__Text provided__
────────────────────────────────────────

3138226Feb 2 2019 — edited Feb 2 2019

Am trying to execute " select floor(log (2,4)) result from dual " which should give the result as 2 but receiving wrong answer as could be seen below.

SQL> select floor(2) result from dual;

    RESULT
----------
         2

SQL> select log (2,4) result from dual;

    RESULT
----------
         2

SQL> select floor(log (2,4)) result from dual;

    RESULT
----------
         1

Am I doing something wrong?

Comments

Hans Steijntjes

Issue seems to be caused by the fact that the result is a DOUBLE_PRECISION value.

The following condition works:

FLOOR(CAST(LOG(2,4) AS INT))

You can verify that the double precision result log(2,4) does not exactly match the number 2 with the following query:

select count(1) from dual where log(2,4) = 2

it returns a count of 0

top.gun

Redo the SQLs so we see the full floating point:

select TO_CHAR( floor(2),'TM' ) result, dump(floor(2),1016) from dual;

select TO_CHAR( log (2,4),'TM' ) result, dump(log (2,4),1016) from dual;

select TO_CHAR( floor(log (2,4)),'TM' ) result, dump(floor(log (2,4)),1016) from dual;

Solomon Yakobson

You are using SQL*Plus that has its own rounding controlled by certain SQL*Plus settings. Look what happens when we increase fractional digits in NUMFORMAT:

SQL> set numformat 999.999999999999999999999999999999999999999999

SQL> select log (2,4) result from dual;

                                         RESULT

-----------------------------------------------

   1.999999999999999999999999999999999999980000

SQL>

Same happens if I set NUMWIDTH:

SQL> set numformat "" -- set numformat back to original value

SQL> set numwidth 49

SQL> select log (2,4) result from dual;

                                           RESULT

-------------------------------------------------

         1.99999999999999999999999999999999999998

SQL>

Or when I would set column format:

SQL> set numwidth 10 -- set numwidth back to original value

SQL> column result_with_many_fractional_digits format 999.999999999999999999999999999999999999999999

SQL> select  log (2,4) result,

  2          log (2,4) result_with_many_fractional_digits

  3    from  dual

  4  /

    RESULT              RESULT_WITH_MANY_FRACTIONAL_DIGITS

---------- -----------------------------------------------

         2    1.999999999999999999999999999999999999980000

SQL>

SY.

────────────────────────────────────────

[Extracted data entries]
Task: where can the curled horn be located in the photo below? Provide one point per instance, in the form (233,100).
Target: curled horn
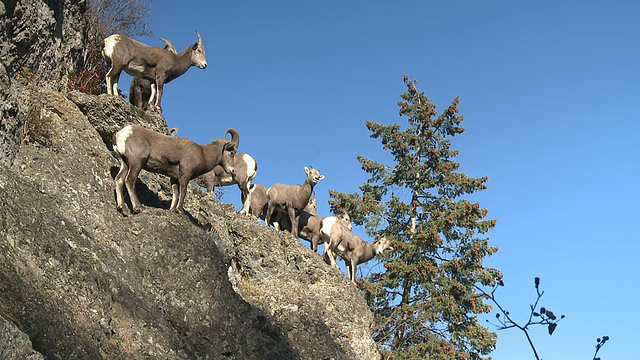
(235,138)
(169,46)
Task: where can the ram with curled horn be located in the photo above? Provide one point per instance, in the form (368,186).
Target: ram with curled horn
(157,65)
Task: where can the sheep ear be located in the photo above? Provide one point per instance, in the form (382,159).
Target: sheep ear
(230,146)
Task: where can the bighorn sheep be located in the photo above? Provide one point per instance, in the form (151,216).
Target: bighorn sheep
(245,168)
(180,159)
(292,199)
(141,89)
(341,241)
(258,204)
(158,65)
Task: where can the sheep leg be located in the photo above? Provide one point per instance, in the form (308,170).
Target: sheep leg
(182,189)
(246,196)
(294,221)
(112,78)
(352,268)
(159,84)
(267,218)
(314,241)
(174,194)
(329,253)
(151,97)
(119,182)
(130,182)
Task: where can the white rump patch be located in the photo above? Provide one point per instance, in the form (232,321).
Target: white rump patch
(109,44)
(327,224)
(121,139)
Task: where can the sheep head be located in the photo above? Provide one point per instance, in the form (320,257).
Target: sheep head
(197,54)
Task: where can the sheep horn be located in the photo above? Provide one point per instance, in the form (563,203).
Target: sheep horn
(169,46)
(235,138)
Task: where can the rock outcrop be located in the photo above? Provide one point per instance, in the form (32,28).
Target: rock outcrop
(80,281)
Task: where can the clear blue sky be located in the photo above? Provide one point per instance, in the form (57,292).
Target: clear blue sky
(549,91)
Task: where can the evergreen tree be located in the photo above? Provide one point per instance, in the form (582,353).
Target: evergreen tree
(425,303)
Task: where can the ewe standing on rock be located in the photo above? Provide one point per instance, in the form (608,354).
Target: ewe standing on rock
(156,64)
(180,159)
(292,199)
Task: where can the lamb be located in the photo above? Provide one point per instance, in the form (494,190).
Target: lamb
(341,241)
(258,201)
(180,159)
(141,90)
(292,199)
(153,63)
(258,204)
(245,168)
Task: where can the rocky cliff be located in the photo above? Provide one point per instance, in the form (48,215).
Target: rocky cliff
(80,281)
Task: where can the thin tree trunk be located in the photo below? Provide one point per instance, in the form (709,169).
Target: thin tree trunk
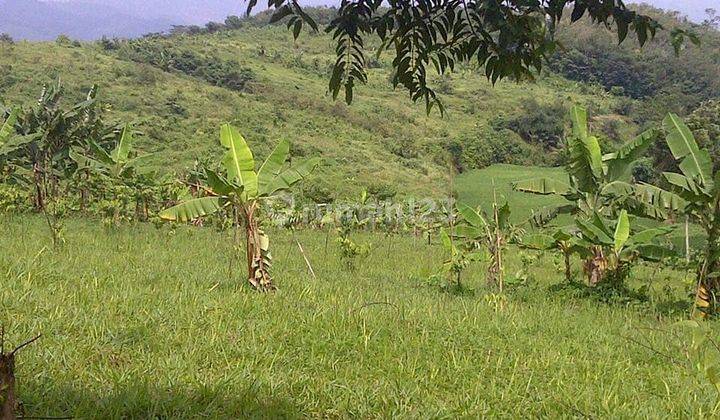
(687,239)
(8,396)
(257,257)
(8,402)
(568,271)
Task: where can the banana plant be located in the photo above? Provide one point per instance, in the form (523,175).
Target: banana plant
(610,251)
(122,166)
(697,188)
(562,239)
(597,183)
(242,189)
(492,232)
(457,260)
(118,163)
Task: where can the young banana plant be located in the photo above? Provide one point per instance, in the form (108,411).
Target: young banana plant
(457,260)
(490,232)
(609,252)
(243,189)
(118,164)
(696,192)
(561,239)
(597,183)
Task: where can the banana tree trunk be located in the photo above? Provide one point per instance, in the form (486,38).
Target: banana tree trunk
(568,266)
(259,259)
(596,266)
(8,401)
(708,285)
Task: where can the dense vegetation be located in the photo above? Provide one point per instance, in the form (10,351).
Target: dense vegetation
(621,228)
(189,85)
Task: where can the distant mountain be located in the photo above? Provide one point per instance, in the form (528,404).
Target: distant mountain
(84,20)
(91,19)
(693,9)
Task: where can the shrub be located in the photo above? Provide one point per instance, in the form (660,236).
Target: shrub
(5,38)
(538,124)
(212,69)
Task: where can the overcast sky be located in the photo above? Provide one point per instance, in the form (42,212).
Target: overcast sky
(201,11)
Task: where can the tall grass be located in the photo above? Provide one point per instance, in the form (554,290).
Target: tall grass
(145,322)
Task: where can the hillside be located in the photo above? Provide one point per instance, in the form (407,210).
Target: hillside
(179,89)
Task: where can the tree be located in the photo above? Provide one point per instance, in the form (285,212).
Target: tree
(598,183)
(242,190)
(509,38)
(698,185)
(38,155)
(122,166)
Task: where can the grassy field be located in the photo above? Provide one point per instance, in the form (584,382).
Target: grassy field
(382,139)
(477,187)
(144,322)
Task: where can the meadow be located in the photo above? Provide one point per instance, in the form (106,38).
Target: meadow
(146,322)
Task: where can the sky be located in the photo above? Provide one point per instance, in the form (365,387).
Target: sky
(201,11)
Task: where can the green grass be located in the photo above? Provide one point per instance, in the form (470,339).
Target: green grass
(477,188)
(180,115)
(145,322)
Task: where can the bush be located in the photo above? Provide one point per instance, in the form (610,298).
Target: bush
(5,38)
(382,191)
(212,69)
(538,124)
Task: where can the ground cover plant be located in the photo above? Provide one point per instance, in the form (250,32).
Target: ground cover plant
(523,292)
(136,330)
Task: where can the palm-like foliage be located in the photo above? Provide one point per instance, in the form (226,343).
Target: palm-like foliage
(599,183)
(698,188)
(491,232)
(118,163)
(242,188)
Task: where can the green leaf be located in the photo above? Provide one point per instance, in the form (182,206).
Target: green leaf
(648,235)
(291,176)
(543,186)
(469,232)
(192,209)
(8,127)
(85,162)
(471,216)
(274,164)
(16,142)
(620,162)
(100,153)
(139,163)
(218,184)
(124,146)
(539,241)
(593,233)
(447,242)
(238,160)
(696,163)
(578,116)
(622,231)
(683,182)
(657,202)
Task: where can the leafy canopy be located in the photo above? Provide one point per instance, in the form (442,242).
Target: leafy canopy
(509,38)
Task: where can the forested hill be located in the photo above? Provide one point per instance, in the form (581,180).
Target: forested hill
(178,89)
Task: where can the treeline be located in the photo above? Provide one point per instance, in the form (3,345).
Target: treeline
(163,54)
(677,82)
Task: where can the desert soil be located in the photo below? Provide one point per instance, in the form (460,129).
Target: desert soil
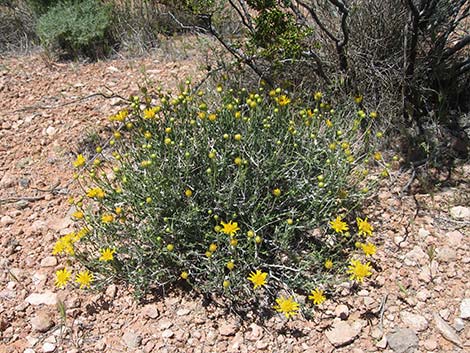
(418,299)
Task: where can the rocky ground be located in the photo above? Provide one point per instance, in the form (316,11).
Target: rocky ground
(417,301)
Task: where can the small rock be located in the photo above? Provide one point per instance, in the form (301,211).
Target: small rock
(132,339)
(228,329)
(342,311)
(447,331)
(48,347)
(42,322)
(341,333)
(414,321)
(446,254)
(460,212)
(168,333)
(459,324)
(465,309)
(403,340)
(49,261)
(111,291)
(6,220)
(47,298)
(430,344)
(183,312)
(150,311)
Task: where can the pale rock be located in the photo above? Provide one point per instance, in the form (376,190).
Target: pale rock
(403,340)
(447,331)
(459,324)
(382,343)
(51,131)
(454,239)
(111,291)
(132,339)
(41,322)
(430,344)
(465,309)
(48,347)
(6,220)
(228,329)
(416,256)
(460,213)
(341,333)
(415,322)
(150,311)
(342,311)
(49,261)
(446,254)
(46,298)
(168,333)
(183,312)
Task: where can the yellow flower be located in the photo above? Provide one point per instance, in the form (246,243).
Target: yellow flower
(229,228)
(107,254)
(287,306)
(317,296)
(258,278)
(364,227)
(80,161)
(358,270)
(84,278)
(369,249)
(62,277)
(107,218)
(338,225)
(283,100)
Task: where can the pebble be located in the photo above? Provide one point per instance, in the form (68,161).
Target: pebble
(6,220)
(342,333)
(460,213)
(49,261)
(228,329)
(415,322)
(46,298)
(447,331)
(465,309)
(403,340)
(132,339)
(41,322)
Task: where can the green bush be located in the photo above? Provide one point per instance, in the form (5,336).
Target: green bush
(251,185)
(76,28)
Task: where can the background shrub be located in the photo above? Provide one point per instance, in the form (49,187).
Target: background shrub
(184,166)
(79,28)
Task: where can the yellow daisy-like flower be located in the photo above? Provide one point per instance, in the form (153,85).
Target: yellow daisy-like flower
(338,225)
(364,227)
(258,278)
(369,249)
(80,161)
(317,296)
(358,270)
(84,279)
(283,100)
(287,306)
(229,228)
(62,277)
(107,254)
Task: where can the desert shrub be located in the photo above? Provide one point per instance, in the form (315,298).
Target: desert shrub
(213,191)
(78,28)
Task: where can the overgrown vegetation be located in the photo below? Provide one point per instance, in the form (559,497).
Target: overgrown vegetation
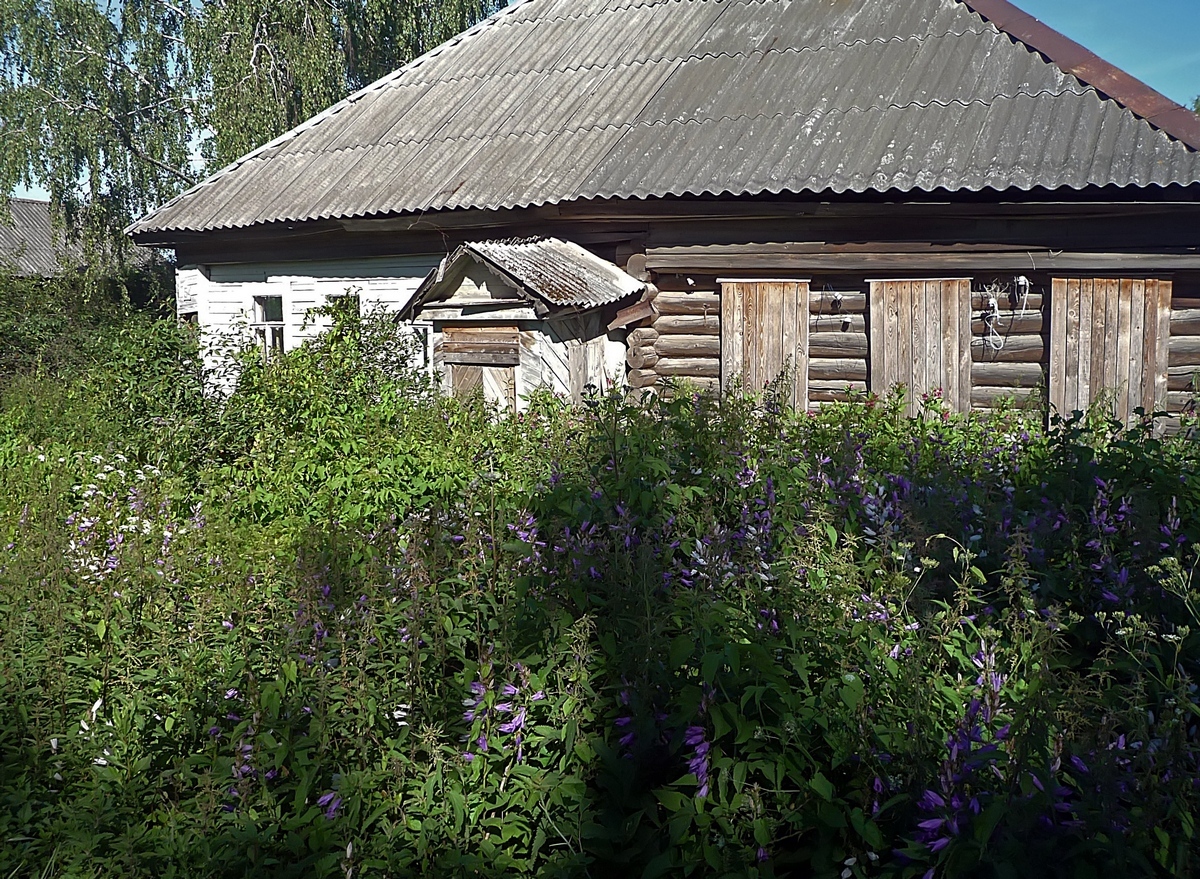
(337,625)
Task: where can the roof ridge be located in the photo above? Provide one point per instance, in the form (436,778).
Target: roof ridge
(700,57)
(697,120)
(1090,69)
(313,121)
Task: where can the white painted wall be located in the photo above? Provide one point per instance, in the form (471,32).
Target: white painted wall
(222,296)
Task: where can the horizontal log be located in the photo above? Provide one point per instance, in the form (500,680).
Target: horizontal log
(688,346)
(688,304)
(708,386)
(1186,322)
(822,302)
(831,392)
(762,258)
(1185,351)
(988,398)
(642,336)
(694,366)
(838,345)
(1007,302)
(641,358)
(688,324)
(838,323)
(641,378)
(1011,323)
(631,315)
(1008,375)
(1182,377)
(1181,401)
(1017,350)
(843,369)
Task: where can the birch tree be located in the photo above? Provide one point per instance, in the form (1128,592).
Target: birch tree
(115,106)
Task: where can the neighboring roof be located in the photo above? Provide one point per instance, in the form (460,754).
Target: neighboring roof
(561,100)
(559,273)
(30,245)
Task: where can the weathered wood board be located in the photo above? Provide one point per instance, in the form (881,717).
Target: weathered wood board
(765,330)
(1110,338)
(921,338)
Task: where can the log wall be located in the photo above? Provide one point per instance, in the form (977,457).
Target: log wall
(683,340)
(1183,363)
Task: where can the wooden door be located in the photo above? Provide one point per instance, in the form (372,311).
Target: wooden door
(483,358)
(921,338)
(1109,338)
(765,329)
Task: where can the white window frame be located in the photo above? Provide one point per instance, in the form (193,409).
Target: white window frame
(269,334)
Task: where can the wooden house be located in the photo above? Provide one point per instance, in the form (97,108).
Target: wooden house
(945,195)
(30,246)
(513,317)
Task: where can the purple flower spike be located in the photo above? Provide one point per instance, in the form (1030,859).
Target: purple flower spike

────────────────────────────────────────

__Task requirements__
1. In the forum thread, what count does the query testing whether log(2,4) equals 2 return?
2. From the forum thread, set down everything from "Am trying to" down to "be seen below.".

__The answers__
1. It returns a count of 0.

2.
Am trying to execute " select floor(log (2,4)) result from dual " which should give the result as 2 but receiving wrong answer as could be seen below.